> _Problem details_
Print the range of lines that opens with the line containing "of the f-150" and closes with the last line of the listing. Include both ends; print nothing more.

***** Information provided *****

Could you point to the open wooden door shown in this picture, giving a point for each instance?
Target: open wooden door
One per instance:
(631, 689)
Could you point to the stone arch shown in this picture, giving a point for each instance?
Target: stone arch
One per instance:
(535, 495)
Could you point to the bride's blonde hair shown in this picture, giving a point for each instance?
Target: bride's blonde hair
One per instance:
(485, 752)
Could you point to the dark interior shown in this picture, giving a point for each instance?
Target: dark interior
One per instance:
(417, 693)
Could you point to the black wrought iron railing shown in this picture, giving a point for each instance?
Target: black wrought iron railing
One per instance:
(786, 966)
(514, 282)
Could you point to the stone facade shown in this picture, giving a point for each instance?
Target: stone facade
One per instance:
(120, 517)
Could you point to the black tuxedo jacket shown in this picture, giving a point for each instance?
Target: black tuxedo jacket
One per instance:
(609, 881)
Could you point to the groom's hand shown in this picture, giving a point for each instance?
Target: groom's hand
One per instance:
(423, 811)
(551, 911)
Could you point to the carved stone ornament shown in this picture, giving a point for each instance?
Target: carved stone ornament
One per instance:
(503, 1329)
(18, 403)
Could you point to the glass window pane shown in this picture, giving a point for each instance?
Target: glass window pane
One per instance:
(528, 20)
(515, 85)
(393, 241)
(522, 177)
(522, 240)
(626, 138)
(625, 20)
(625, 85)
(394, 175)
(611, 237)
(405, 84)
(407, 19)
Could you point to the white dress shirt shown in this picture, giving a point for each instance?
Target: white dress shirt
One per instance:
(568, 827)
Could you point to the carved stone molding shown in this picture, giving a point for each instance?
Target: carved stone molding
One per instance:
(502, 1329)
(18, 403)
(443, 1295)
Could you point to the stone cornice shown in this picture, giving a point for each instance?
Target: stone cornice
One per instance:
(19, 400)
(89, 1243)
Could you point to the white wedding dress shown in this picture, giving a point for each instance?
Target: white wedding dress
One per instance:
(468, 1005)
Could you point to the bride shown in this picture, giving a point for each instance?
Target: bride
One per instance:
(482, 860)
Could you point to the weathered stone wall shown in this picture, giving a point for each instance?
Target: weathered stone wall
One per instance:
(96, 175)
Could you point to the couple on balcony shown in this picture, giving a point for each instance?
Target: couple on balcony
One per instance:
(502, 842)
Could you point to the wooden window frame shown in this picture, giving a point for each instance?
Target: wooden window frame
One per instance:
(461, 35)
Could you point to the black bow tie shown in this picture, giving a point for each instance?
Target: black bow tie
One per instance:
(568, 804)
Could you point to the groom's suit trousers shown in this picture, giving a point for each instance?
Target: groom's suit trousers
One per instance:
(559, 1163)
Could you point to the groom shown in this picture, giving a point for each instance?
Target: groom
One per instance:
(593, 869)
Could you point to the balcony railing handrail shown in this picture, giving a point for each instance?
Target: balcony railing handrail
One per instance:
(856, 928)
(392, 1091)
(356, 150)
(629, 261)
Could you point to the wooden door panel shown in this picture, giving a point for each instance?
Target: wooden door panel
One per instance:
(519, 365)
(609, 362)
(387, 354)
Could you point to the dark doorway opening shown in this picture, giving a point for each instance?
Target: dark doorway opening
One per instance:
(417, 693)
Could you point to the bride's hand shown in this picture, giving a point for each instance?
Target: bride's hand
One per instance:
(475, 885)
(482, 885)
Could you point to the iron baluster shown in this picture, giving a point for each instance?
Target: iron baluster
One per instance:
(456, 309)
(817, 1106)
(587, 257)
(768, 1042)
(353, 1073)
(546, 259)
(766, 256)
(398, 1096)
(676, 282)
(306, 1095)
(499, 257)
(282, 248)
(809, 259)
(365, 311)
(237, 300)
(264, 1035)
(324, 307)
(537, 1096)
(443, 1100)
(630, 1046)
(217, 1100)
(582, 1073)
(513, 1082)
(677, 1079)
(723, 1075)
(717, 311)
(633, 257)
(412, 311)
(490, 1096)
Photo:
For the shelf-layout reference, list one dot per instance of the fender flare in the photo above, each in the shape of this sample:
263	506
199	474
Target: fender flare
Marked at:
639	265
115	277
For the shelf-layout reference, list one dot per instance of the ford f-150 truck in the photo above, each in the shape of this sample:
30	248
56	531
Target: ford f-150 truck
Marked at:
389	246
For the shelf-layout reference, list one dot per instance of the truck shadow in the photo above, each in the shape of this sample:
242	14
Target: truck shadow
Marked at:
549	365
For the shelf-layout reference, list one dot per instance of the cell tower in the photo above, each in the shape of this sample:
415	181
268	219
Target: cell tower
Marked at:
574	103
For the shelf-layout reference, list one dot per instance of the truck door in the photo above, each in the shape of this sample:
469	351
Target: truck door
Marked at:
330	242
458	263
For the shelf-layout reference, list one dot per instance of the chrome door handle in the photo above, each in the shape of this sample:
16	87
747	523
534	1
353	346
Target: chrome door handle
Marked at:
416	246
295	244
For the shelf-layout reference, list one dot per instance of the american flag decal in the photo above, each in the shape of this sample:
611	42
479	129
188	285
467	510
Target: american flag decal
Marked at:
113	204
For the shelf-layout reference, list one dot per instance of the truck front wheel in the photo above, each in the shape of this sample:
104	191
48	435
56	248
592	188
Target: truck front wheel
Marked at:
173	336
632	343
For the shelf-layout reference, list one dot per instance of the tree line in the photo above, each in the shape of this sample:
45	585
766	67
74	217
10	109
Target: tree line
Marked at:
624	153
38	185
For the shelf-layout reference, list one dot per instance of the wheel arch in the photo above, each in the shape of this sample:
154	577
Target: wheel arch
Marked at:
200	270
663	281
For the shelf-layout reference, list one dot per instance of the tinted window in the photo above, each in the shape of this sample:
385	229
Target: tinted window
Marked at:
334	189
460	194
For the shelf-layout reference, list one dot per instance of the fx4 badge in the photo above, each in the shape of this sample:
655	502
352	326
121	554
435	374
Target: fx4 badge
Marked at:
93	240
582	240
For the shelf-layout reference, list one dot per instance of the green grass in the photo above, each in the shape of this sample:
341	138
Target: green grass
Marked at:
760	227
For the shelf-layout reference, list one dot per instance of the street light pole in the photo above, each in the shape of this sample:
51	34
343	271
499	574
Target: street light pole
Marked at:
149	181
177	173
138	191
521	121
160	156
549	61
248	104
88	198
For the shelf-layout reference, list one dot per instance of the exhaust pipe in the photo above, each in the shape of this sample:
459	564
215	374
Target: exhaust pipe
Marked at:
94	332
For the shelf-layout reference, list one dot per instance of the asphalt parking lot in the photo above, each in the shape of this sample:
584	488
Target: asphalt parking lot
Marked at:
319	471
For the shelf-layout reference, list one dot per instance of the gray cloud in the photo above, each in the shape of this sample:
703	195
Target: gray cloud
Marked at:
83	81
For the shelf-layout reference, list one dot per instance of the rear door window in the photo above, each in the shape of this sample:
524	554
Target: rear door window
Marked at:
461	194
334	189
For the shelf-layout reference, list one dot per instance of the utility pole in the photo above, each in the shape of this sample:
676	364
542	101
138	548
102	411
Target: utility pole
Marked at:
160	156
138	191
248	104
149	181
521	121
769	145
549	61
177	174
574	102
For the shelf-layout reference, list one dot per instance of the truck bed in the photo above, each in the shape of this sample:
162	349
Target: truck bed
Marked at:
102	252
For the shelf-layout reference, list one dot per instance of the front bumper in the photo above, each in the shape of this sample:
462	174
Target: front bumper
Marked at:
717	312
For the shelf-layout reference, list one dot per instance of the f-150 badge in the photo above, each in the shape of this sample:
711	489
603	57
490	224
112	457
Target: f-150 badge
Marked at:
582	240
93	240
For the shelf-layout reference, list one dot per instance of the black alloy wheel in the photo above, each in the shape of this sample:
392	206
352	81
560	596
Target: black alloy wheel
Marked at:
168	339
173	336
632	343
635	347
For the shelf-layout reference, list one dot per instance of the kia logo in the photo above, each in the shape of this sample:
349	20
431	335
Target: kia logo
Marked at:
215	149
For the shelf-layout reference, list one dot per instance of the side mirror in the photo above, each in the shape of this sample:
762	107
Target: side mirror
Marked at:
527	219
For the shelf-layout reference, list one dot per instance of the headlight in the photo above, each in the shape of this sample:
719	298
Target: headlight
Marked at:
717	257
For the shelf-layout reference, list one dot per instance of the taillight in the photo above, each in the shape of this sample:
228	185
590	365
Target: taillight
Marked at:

*****

> _Response to the exercise_
For the shelf-layout reference, list one dot per instance of the f-150 badge in the photo above, each in the shape of this sample:
711	489
603	57
490	224
112	457
Target: f-150 badge
Marked at:
582	240
93	240
For the shelf-layout reference, list one dot per instance of the black alloy wheel in the photo above, each in the shape of this sample:
392	206
352	81
560	596
Target: black alloy wheel
Marked at:
168	339
173	336
632	343
635	347
For the shelf-layout reference, list one dot per instance of the kia logo in the photo above, each in the shape of this sample:
349	20
431	335
Target: kia logo
Marked at:
215	149
For the shelf-layout reference, list one dot per instance of the side mirror in the photo above, each in the shape of this sample:
762	107
Target: side mirror
Marked at:
527	219
For the shelf-layout reference, list one dot per instance of the headlight in the photo above, each in the shape of this sample:
719	298
Target: headlight
Marked at:
717	257
For the shelf-layout reference, list one dot per instance of the taillight in the photo above, each in the shape of this sample:
228	185
590	365
Target: taillight
Marked at:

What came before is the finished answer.